▶ Latihan singkat a:
Jawablah pertanyaan berikut berdasarkan teks tentang tambang di bawah ini.
(i) Berapa luas area konsesi tambang yang dikelola PT Gorontalo Minerals?
(ii) Apa nama anak usaha yang mengelola tambang emas di Palu?
(iii) Di mana lokasi proyek tembaga Tujuh Bukit?

▶ Teks yang diberikan:
"""

Untuk tambang tembaga dan emas yang ada di Gorontalo, Herwin mengatakan, saat ini masih eksplorasi lebih jauh dan juga akan melakukan kegiatan pengeboran untuk meningkatkan jumlah cadangan dan sumber daya yang ada saat ini.

Herwin mengatakan PT Gorontalo Minerals—yang mengelola tambang tembaga dan emas — sudah memiliki izin produksi dan konstruksi dari pemerintah untuk mengelola konsesi tambang di area seluas hampir 25,000 hektare di kabupaten Bone Bolango, Gorontalo sampai 2052.

Herwin mengatakan saat ini perseroan masih fokus untuk meningkatkan produksi dari tambang emas di Palu, baik dari penambangan terbuka maupun penambangan bawah tanah.

“Anak usaha kami yang mengelola tambang emas di Palu tersebut adalah PT Citra Palu Minerals,” ujarnya.

Ilustrasi penambangan dan pengolahan logam dan mineral (dok PT Merdeka Copper Gold Tbk)

Entitas MDKA di Banyuwangi

Di sisi lain, PT Merdeka Copper Gold Tbk (MDKA) melalui anak usaha PT Bumi Suksesindo (BSI) mengatakan bakal memiliki tambang tembaga terbesar ke-3 di Indonesia—setelah miik PT Freeport Indonesia (PTFI) dan PT Amman Mineral Internasional Tbk  (AMMN) — melalui proyek tembaga Tujuh Bukit di Banyuwangi, Jawa Timur, yang saat ini masih dalam fase praproduksi.

"""

▶ Data yang diberikan:
"""

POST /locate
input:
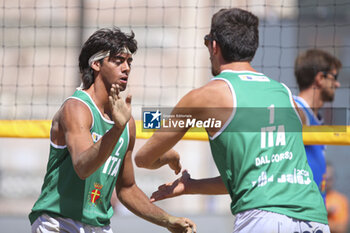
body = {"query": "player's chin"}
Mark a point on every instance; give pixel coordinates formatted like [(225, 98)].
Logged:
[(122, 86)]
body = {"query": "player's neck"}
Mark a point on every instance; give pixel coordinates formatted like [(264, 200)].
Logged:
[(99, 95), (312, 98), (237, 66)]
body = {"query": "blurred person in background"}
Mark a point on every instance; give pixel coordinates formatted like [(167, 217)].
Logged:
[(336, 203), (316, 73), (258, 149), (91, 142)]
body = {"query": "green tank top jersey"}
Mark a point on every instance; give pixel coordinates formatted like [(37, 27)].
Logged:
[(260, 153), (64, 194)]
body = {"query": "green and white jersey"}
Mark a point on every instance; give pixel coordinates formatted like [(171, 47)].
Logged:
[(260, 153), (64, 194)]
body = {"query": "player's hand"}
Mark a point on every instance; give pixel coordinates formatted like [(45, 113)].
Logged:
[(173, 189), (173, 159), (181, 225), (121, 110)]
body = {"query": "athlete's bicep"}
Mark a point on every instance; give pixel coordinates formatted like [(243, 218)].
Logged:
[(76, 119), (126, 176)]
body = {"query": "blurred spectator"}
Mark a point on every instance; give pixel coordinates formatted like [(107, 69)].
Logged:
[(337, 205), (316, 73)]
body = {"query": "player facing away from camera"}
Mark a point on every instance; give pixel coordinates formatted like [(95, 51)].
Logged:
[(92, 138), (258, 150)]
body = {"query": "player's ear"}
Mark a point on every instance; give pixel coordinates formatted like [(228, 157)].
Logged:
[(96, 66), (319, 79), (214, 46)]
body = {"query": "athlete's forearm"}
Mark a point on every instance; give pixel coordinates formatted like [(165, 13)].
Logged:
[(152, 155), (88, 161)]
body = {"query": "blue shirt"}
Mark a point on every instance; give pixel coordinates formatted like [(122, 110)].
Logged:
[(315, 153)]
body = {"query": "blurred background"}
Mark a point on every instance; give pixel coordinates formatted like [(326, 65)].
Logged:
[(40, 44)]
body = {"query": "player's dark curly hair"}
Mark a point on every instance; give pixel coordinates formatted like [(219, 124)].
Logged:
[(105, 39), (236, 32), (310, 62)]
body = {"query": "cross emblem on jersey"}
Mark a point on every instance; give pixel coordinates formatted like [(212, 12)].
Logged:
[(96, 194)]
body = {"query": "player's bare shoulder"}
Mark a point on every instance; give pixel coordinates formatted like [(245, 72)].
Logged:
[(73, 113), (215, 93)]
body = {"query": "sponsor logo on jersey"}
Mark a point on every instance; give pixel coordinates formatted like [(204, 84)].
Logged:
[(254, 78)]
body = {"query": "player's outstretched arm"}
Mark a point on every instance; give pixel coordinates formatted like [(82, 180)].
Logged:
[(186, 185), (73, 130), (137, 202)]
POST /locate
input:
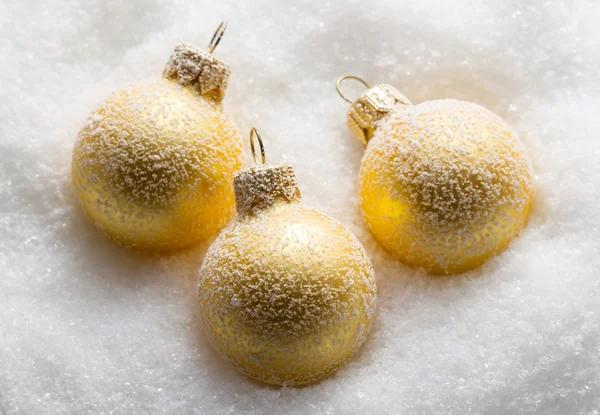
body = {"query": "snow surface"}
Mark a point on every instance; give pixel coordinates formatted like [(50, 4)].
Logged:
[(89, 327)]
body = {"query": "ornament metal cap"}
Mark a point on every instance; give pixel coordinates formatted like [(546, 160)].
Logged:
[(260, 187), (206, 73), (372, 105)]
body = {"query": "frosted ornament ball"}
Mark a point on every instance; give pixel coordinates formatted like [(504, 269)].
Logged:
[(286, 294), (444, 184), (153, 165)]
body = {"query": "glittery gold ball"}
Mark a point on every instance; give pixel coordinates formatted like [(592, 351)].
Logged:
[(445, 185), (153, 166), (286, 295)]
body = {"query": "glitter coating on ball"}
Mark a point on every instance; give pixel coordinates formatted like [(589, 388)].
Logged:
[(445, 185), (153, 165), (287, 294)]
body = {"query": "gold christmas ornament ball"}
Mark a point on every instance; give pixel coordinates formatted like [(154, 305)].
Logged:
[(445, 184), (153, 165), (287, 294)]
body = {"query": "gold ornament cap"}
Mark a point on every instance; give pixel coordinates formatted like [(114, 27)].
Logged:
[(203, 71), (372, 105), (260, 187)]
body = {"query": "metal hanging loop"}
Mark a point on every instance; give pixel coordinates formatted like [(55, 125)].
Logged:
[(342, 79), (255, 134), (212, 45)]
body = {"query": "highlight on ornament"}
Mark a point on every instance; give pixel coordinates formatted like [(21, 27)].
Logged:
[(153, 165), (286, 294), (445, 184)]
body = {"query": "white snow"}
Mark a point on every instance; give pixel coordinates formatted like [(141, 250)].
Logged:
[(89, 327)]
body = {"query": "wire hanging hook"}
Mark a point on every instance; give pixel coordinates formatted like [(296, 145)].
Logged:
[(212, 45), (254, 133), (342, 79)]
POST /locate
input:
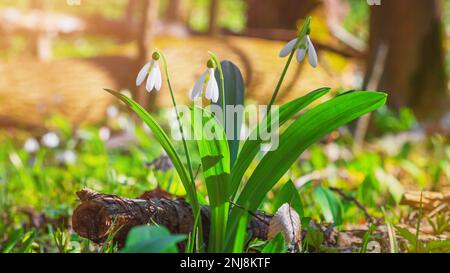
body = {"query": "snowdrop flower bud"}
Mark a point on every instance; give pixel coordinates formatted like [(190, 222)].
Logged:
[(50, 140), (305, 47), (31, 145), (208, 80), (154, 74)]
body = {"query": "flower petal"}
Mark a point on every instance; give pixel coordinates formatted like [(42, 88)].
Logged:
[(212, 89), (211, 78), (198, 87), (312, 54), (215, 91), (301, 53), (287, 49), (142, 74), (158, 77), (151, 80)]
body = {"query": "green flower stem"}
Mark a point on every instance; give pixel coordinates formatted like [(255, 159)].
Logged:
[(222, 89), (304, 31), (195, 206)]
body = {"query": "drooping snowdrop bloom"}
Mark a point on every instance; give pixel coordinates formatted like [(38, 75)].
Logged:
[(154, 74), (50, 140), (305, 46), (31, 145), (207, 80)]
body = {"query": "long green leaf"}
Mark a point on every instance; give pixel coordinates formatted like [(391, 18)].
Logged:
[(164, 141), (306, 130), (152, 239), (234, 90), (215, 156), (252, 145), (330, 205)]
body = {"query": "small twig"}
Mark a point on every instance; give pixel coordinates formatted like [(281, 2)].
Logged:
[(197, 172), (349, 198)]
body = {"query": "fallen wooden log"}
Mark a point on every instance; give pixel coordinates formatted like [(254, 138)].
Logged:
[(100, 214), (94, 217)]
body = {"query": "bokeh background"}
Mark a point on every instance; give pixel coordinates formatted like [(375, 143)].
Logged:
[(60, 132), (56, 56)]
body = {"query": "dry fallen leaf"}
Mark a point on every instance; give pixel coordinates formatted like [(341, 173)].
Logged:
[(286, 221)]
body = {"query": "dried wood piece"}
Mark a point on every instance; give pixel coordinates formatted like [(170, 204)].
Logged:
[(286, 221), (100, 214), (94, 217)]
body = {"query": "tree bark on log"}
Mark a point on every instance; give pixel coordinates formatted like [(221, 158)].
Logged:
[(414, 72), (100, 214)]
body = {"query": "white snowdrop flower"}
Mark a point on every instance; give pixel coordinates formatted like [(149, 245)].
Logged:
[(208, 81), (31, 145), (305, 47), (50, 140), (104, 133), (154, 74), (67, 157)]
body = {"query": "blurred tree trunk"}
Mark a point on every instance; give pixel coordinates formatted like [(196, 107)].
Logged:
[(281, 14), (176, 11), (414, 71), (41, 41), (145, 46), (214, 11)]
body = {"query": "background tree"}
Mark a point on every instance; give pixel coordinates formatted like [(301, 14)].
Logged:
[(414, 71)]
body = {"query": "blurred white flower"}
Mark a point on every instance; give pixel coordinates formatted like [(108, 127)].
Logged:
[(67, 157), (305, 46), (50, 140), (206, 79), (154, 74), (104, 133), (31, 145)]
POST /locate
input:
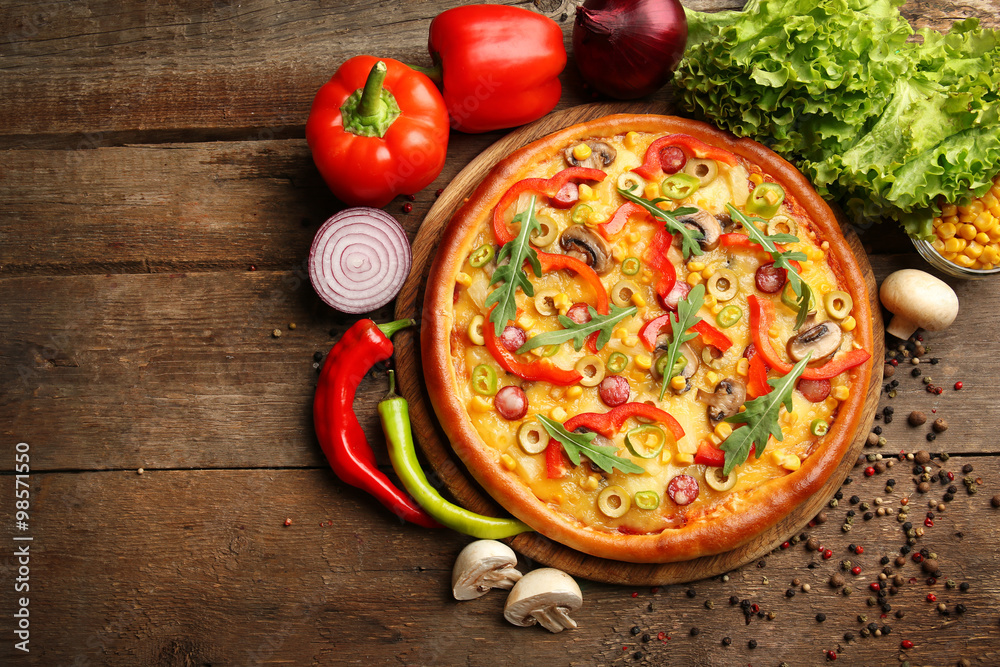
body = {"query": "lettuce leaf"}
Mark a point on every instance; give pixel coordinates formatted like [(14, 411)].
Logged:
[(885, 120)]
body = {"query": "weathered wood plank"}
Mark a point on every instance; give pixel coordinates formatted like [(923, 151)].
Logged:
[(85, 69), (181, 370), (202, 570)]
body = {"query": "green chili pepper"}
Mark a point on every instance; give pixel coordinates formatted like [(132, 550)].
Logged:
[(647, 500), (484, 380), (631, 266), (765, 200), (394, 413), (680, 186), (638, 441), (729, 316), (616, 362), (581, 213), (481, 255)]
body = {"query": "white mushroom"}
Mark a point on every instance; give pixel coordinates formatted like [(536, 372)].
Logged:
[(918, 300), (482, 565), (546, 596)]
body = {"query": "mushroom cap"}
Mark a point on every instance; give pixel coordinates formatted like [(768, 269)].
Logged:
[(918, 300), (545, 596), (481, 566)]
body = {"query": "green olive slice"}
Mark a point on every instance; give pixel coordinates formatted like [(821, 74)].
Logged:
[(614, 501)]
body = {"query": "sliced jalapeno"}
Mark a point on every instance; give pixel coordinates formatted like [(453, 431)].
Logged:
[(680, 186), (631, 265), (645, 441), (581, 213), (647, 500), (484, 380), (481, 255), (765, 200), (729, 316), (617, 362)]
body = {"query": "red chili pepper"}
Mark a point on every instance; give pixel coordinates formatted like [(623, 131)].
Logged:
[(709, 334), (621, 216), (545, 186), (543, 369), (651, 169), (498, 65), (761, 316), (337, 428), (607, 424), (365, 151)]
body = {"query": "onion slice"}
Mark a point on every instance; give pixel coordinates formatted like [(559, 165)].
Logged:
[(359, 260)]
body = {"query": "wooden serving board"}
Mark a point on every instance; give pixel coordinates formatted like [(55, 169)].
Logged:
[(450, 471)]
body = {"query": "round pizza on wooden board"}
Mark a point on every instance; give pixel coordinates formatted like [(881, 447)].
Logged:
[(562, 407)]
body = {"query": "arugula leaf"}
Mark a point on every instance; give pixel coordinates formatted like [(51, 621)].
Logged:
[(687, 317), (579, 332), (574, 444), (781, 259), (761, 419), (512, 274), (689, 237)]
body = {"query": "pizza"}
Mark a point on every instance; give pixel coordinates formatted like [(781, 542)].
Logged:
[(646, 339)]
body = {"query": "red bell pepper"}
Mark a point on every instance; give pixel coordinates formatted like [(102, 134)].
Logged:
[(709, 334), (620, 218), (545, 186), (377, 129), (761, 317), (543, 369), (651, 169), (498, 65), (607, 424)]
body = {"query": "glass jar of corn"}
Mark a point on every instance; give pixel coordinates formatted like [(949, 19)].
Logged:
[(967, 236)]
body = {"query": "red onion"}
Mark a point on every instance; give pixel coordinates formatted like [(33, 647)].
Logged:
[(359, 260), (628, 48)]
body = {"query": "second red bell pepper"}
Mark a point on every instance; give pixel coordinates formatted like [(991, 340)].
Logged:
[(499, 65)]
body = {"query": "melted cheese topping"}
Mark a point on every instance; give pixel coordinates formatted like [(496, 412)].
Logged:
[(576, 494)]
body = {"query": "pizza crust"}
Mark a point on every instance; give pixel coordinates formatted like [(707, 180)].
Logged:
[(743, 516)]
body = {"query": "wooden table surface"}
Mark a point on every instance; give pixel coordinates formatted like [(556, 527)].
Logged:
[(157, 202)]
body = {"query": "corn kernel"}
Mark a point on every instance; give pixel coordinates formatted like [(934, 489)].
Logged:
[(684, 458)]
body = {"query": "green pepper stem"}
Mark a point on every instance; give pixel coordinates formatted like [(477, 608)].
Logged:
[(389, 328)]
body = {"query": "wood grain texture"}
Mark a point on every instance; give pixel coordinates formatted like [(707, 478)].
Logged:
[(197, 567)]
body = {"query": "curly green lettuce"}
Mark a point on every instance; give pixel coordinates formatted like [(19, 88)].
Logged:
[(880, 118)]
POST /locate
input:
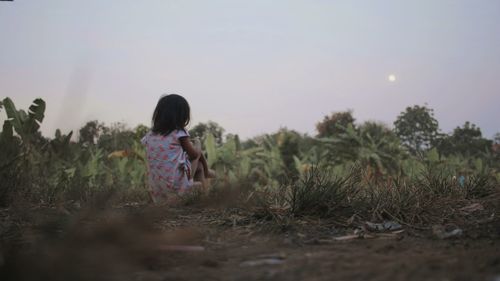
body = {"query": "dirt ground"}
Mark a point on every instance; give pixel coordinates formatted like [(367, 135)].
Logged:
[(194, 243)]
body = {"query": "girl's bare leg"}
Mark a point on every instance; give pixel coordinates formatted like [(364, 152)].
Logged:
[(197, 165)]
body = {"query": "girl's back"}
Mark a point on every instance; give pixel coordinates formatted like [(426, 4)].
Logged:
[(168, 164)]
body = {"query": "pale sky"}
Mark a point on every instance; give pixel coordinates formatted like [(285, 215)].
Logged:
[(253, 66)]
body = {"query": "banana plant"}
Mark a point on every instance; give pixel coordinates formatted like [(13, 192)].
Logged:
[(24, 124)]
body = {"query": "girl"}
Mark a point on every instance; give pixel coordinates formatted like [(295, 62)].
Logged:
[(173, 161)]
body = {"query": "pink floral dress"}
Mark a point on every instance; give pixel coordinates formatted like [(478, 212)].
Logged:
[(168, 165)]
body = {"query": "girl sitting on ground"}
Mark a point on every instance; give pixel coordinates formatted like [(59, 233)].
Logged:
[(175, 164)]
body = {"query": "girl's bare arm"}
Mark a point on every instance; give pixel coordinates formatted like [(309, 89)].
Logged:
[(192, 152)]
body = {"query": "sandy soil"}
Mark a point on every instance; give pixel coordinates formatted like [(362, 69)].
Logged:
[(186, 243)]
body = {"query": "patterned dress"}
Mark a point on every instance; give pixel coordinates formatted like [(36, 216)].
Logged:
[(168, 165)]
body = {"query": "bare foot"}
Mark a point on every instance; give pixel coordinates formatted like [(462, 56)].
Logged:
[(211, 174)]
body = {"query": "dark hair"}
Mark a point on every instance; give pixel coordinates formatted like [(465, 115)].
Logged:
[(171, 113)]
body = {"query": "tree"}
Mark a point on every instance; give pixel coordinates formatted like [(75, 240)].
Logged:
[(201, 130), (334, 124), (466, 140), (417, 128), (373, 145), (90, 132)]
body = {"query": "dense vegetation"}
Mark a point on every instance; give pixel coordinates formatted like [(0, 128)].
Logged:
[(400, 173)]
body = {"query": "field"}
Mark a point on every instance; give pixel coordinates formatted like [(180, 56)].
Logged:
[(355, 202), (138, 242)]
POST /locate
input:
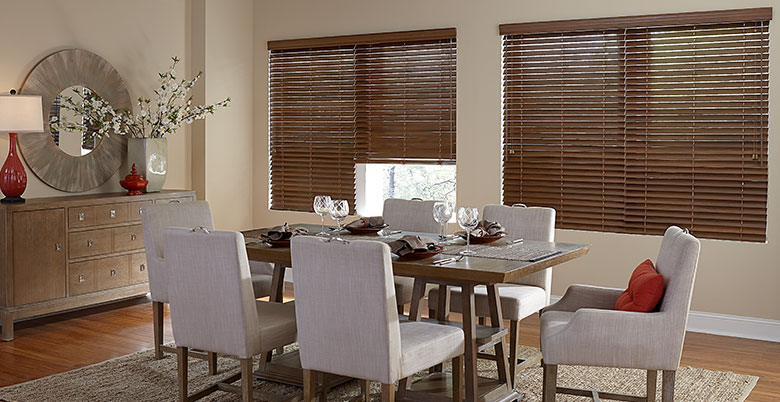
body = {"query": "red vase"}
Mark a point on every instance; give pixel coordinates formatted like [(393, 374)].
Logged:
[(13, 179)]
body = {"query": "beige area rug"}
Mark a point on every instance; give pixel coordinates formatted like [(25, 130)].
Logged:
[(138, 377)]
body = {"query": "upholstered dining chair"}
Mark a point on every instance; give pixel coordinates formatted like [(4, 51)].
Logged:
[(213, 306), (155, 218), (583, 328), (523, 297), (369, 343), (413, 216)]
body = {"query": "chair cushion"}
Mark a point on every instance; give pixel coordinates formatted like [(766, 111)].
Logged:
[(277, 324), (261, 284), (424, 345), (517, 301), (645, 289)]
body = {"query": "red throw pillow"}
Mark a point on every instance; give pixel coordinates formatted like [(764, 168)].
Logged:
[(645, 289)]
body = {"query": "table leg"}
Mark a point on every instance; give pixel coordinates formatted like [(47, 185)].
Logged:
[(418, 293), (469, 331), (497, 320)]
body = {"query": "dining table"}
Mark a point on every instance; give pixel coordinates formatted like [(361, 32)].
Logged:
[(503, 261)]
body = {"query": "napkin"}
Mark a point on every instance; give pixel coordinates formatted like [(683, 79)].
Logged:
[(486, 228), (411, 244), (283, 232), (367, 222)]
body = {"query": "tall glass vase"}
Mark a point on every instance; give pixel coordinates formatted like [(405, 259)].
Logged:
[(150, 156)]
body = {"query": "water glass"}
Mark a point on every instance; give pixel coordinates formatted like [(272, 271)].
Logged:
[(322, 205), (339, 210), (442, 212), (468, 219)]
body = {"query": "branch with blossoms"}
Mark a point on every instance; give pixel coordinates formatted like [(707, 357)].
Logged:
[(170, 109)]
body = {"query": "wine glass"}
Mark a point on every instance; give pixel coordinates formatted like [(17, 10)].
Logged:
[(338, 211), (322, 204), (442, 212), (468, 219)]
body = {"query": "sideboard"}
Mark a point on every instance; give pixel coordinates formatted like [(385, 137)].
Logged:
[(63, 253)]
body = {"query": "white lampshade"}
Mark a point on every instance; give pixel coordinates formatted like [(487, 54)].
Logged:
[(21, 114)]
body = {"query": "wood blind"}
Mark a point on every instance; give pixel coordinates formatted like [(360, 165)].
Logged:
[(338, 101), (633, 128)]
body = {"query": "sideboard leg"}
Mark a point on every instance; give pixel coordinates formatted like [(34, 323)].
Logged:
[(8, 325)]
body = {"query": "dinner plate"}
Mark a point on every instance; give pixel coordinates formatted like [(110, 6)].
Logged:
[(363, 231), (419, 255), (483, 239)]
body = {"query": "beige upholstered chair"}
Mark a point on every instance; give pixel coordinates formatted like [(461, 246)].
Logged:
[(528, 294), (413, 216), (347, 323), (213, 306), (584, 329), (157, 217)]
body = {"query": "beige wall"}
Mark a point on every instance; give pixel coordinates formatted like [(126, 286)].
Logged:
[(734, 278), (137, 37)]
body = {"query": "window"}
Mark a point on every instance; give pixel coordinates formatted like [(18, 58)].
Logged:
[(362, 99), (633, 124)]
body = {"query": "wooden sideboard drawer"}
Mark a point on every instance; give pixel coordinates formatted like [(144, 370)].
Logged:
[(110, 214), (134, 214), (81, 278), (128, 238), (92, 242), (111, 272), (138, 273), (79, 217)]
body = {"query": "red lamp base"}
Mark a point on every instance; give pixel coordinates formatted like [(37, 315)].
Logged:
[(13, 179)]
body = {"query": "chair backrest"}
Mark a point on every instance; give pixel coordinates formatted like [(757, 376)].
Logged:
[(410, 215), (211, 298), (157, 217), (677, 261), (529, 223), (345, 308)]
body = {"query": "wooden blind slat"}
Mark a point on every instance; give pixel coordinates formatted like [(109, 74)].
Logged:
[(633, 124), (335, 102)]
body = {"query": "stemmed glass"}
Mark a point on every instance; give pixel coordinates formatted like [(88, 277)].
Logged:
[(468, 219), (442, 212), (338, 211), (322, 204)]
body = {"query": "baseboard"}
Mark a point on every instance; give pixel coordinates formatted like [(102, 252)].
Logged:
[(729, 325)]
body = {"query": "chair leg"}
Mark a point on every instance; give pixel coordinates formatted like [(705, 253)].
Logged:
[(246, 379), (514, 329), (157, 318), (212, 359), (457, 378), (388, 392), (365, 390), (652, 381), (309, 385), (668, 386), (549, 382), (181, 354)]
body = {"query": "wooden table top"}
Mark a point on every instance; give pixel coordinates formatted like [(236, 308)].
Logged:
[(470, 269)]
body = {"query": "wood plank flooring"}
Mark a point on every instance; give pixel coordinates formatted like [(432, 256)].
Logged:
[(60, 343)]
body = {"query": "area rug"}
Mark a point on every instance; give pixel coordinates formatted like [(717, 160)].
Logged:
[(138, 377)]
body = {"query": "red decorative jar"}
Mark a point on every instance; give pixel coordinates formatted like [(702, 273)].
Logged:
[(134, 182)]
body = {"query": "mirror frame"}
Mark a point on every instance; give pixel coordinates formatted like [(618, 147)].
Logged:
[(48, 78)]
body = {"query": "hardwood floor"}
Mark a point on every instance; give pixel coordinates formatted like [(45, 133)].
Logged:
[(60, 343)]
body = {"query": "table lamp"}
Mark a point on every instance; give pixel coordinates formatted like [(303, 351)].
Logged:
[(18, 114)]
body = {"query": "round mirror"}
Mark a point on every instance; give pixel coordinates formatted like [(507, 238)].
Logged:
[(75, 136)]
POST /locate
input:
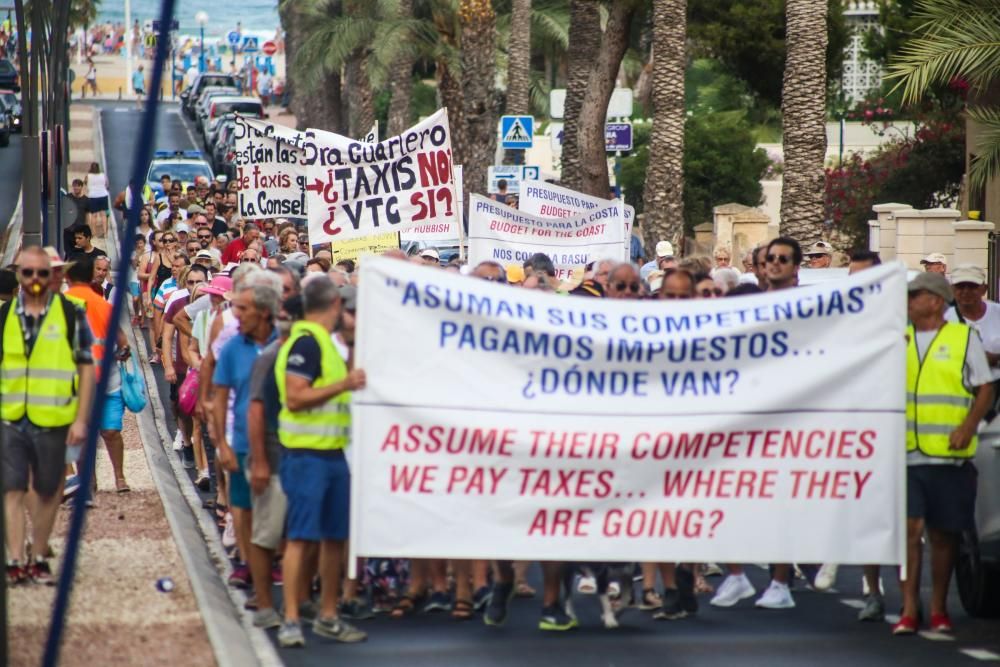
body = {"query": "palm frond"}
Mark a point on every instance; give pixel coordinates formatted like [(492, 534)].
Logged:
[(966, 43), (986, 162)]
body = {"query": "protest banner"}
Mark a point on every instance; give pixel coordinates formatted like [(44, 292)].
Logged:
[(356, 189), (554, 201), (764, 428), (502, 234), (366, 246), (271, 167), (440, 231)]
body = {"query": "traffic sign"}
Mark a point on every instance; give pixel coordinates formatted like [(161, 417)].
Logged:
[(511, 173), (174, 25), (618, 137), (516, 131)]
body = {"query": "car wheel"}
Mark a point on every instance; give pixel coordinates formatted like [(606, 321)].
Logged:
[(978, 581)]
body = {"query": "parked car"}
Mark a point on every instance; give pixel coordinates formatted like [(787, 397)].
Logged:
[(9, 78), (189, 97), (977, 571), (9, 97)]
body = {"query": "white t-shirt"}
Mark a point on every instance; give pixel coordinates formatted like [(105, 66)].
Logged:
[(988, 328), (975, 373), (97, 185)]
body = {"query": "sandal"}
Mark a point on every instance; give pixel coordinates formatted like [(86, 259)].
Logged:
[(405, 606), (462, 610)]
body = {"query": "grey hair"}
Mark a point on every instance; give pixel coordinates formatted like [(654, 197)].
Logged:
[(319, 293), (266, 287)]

"""

▶ Latihan singkat b:
Daftarkan setiap baris data di atas yang memuat kata "blurred". Huruf besar dan kecil dibedakan.

▶ Jawaban tugas a:
(i) Hampir 25,000 hektare.
(ii) PT Citra Palu Minerals.
(iii) Di Banyuwangi, Jawa Timur.

▶ Jawaban tugas b:
body = {"query": "blurred person in background"}
body = {"query": "blurred spectator"}
body = {"query": "blurred background"}
body = {"query": "blurred tree trunk"}
body = {"query": "blurred white flower"}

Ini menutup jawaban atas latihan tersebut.